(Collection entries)
Start

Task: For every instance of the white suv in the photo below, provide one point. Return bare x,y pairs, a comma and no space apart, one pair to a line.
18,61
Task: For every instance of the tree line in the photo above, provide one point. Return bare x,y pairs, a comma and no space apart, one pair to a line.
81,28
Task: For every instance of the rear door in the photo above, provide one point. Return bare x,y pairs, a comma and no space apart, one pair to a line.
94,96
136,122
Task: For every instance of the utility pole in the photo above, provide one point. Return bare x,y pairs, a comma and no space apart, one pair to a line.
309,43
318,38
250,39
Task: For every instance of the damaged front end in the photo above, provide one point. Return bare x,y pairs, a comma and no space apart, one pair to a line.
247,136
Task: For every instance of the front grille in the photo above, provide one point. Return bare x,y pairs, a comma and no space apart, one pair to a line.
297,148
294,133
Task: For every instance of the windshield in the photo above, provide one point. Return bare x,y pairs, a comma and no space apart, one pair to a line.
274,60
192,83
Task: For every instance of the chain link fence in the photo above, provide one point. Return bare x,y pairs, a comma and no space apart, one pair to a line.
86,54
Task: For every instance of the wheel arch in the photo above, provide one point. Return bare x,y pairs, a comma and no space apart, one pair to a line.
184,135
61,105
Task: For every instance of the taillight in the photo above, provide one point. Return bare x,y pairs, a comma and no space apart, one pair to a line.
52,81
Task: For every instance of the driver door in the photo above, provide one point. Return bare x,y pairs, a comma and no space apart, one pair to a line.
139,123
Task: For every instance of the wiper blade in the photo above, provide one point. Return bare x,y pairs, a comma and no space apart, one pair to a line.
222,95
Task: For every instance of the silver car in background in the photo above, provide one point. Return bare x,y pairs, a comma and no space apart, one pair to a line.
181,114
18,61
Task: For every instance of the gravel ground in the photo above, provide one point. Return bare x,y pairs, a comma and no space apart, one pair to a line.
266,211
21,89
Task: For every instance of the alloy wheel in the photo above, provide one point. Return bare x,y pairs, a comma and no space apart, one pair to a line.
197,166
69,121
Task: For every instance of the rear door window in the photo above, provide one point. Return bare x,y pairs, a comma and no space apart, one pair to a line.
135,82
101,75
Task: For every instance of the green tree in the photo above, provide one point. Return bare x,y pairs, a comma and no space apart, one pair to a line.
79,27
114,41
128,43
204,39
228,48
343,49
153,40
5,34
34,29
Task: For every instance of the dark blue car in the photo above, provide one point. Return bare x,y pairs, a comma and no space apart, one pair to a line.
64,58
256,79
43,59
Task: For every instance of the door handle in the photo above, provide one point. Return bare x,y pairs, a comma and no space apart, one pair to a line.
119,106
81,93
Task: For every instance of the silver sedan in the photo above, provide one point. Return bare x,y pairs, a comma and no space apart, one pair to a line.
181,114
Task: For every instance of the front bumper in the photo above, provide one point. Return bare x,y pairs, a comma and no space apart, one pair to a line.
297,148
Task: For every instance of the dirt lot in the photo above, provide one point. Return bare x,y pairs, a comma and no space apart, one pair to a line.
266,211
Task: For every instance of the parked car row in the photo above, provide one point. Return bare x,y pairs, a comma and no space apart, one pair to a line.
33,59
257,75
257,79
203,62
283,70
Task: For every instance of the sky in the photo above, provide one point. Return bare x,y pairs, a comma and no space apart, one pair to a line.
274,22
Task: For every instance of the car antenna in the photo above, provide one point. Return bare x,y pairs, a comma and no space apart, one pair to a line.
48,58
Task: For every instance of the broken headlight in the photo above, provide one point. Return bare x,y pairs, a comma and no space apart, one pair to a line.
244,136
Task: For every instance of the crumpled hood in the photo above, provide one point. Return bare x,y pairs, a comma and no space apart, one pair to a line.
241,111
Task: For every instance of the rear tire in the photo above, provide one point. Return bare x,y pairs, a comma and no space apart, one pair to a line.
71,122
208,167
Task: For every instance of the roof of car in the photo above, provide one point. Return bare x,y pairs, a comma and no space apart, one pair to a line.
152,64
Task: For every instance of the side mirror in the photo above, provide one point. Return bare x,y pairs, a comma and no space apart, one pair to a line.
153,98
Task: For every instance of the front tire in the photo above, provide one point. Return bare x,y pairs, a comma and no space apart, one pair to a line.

End
Start

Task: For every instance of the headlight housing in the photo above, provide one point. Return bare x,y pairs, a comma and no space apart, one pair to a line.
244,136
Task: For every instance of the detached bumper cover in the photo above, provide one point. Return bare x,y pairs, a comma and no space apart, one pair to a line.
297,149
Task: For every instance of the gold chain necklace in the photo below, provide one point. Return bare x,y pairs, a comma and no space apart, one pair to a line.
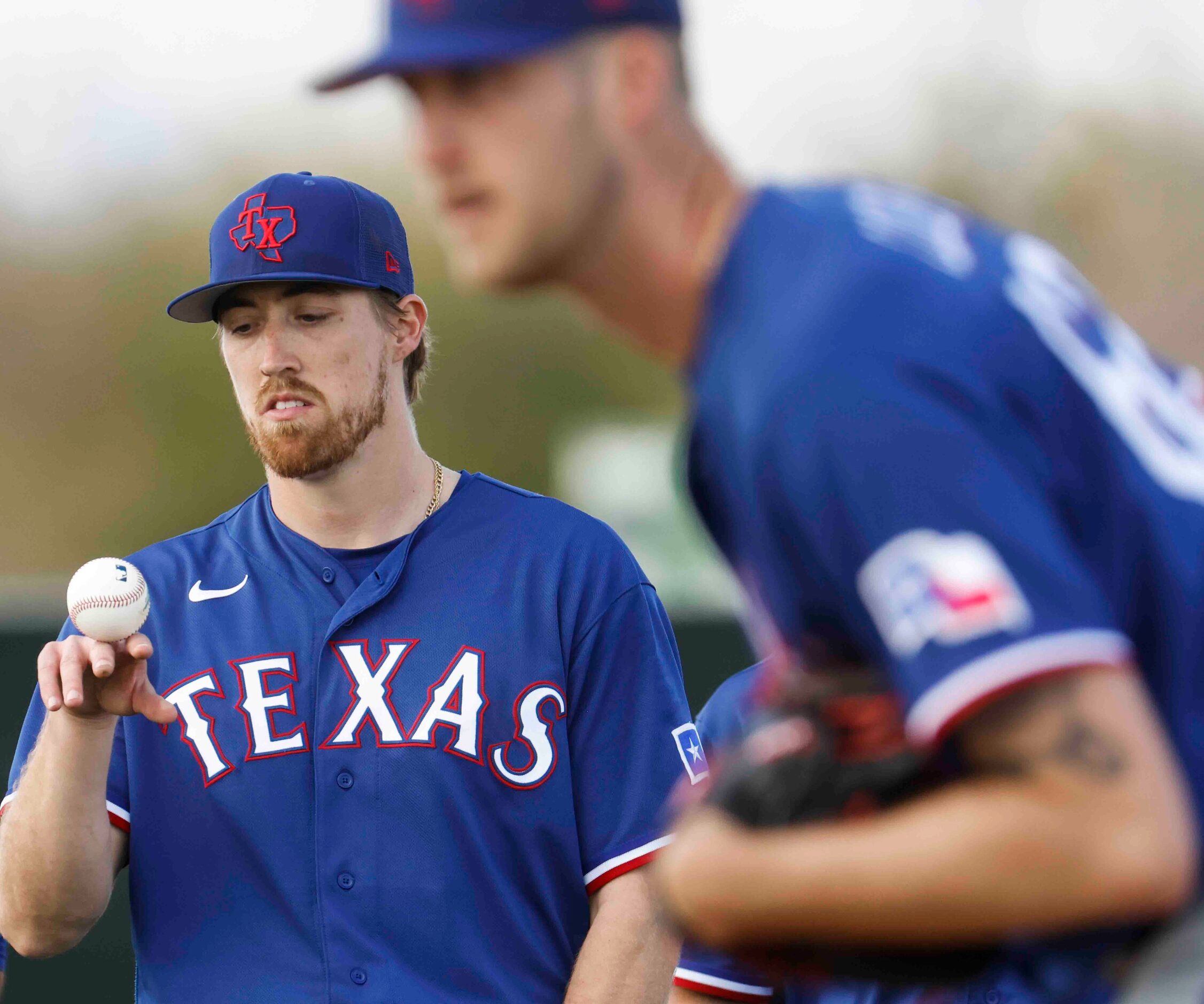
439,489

End

Requirement —
Find every row above that contains the word "silver" and copy each of those rows in full. Case counts: match only that exact capitalization.

Output of the exercise —
Task: For every instance of the silver car in background in the photo above, provide one point. Return bare x,y pairs, a comma and no space apart, one pair to a line.
Task: For every instance of the silver sedan in the photo above, provide one point. Return bare x,y pairs, a comma and no space apart, one pair to a line.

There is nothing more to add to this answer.